WORK ORDER: Begin with the line containing "70L234 74L235 95L240" and copy every line after it to the end of the entries, exactly, leaving out the lines before it.

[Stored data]
══════════════════════════════

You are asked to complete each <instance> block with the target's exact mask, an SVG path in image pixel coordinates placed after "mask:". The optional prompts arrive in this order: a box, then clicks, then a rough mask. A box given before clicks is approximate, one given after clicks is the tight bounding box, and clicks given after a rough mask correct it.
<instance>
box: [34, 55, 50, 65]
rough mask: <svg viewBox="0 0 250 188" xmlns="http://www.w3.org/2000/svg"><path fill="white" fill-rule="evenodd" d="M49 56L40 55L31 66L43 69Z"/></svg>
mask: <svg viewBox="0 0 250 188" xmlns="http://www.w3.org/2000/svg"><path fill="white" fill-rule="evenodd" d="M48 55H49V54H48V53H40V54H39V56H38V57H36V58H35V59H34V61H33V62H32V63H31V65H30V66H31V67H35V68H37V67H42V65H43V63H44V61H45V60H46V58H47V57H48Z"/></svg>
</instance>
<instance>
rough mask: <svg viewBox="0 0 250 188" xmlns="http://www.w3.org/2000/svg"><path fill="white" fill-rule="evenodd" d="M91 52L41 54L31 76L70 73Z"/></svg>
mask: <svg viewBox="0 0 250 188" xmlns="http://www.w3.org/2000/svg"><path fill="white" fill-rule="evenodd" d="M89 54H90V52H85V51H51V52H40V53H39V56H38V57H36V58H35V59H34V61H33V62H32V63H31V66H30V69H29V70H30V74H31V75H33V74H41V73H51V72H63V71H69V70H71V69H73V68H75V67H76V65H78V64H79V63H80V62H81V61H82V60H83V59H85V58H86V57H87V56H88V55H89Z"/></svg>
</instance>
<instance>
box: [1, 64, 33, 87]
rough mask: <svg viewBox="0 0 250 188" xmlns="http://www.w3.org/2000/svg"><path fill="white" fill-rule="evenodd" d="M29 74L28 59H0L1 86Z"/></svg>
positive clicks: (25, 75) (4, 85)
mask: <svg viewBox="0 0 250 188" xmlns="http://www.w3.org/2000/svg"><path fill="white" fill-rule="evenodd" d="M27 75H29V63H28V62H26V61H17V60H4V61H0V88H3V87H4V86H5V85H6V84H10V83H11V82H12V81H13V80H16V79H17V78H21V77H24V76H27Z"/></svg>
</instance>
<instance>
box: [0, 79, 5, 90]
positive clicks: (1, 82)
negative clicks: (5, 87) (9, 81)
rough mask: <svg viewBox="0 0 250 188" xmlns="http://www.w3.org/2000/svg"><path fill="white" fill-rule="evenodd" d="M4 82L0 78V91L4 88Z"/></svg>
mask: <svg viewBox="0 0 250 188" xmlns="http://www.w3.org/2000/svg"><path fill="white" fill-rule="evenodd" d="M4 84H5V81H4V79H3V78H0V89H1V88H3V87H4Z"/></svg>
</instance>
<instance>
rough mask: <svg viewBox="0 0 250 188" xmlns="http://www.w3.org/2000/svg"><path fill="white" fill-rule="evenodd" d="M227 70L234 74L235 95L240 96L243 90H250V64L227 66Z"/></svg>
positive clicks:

══════════════════════════════

WRITTEN REPLY:
rough mask: <svg viewBox="0 0 250 188" xmlns="http://www.w3.org/2000/svg"><path fill="white" fill-rule="evenodd" d="M227 70L234 74L235 95L240 96L243 90H250V64L227 66Z"/></svg>
positive clicks:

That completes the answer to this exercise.